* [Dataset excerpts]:
====

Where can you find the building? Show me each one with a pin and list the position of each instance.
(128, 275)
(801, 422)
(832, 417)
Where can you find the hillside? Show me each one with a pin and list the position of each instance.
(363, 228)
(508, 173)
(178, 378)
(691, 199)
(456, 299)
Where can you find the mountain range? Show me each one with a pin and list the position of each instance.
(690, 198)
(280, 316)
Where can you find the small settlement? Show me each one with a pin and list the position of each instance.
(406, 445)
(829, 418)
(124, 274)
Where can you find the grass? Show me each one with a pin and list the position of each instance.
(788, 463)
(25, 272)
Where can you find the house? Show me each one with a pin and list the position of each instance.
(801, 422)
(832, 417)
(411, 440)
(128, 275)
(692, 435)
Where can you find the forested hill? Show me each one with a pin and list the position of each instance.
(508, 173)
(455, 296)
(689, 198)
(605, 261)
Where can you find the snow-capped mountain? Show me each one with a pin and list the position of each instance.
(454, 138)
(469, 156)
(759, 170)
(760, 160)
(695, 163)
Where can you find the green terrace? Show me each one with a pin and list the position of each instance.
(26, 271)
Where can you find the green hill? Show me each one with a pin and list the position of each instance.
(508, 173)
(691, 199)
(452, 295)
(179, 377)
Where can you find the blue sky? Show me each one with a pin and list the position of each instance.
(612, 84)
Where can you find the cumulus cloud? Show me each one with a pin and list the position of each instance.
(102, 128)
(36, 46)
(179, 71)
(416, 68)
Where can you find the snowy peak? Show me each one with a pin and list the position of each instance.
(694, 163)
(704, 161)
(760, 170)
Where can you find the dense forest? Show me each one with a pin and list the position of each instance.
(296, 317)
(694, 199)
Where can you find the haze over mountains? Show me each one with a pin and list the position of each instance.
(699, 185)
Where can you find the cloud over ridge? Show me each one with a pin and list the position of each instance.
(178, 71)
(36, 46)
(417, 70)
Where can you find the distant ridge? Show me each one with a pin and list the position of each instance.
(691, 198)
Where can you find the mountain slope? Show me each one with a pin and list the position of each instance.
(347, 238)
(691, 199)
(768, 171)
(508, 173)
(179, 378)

====

All of the records above are to be printed again exactly as they appear.

Where can you find the building? Show me each one with a pin and list the position of each instance.
(128, 275)
(801, 422)
(832, 417)
Where can you find the hillside? Show me each one with a pin and list the position of each instance.
(363, 228)
(508, 173)
(178, 378)
(691, 199)
(456, 299)
Where can you find the mountain range? Show me each one with a pin and list the position of each instance.
(690, 198)
(280, 316)
Where can you find the small settlement? Show me each one with a pin and list the position of each instance.
(406, 445)
(829, 418)
(124, 274)
Where can you find the grass? Show me each one with a pin and list the position of each instance.
(788, 463)
(25, 272)
Where can you find the house? Show me each one with a pin and list the position of each instance.
(801, 422)
(832, 417)
(411, 440)
(128, 275)
(692, 435)
Where can you find the forested hill? Show me each one with a pin and list the position of each instance.
(508, 173)
(455, 296)
(689, 198)
(605, 261)
Where can you find the snow-capped mountain? Show me each one with a pin and list the position of each instance.
(454, 138)
(469, 156)
(759, 170)
(760, 160)
(695, 163)
Where can you find the green terrace? Show me each one with a pin and list the position of each instance.
(26, 271)
Where can you find the green hill? Show me each one with a pin and list the position of each instance.
(508, 173)
(691, 199)
(452, 295)
(179, 377)
Where can you find the blue sky? Show me each one with a pin and list the position of each instance.
(612, 84)
Where can you find the cumulus cloud? Show me each one with a pin and list the position of each instance.
(102, 128)
(36, 46)
(179, 71)
(416, 68)
Where can you find the snowy peak? Show me each one with a pin and list the position of each instance.
(694, 163)
(704, 161)
(760, 170)
Where can you find the dense forest? Show me each one with a pin and list the position of each instance.
(296, 317)
(694, 199)
Where can you find the haze over mountains? Show me each one with a pin and list the position of each instance.
(699, 185)
Where can you find the cloud over ridge? Show me each one with a pin and list the position of each instance.
(178, 71)
(36, 46)
(417, 70)
Where can you find the distant ridge? Show me each one with a pin and list the position of each instance.
(691, 198)
Where can you find the mountain slope? Show me each one with a pin and list the position of each instance.
(347, 238)
(691, 199)
(768, 171)
(508, 173)
(179, 378)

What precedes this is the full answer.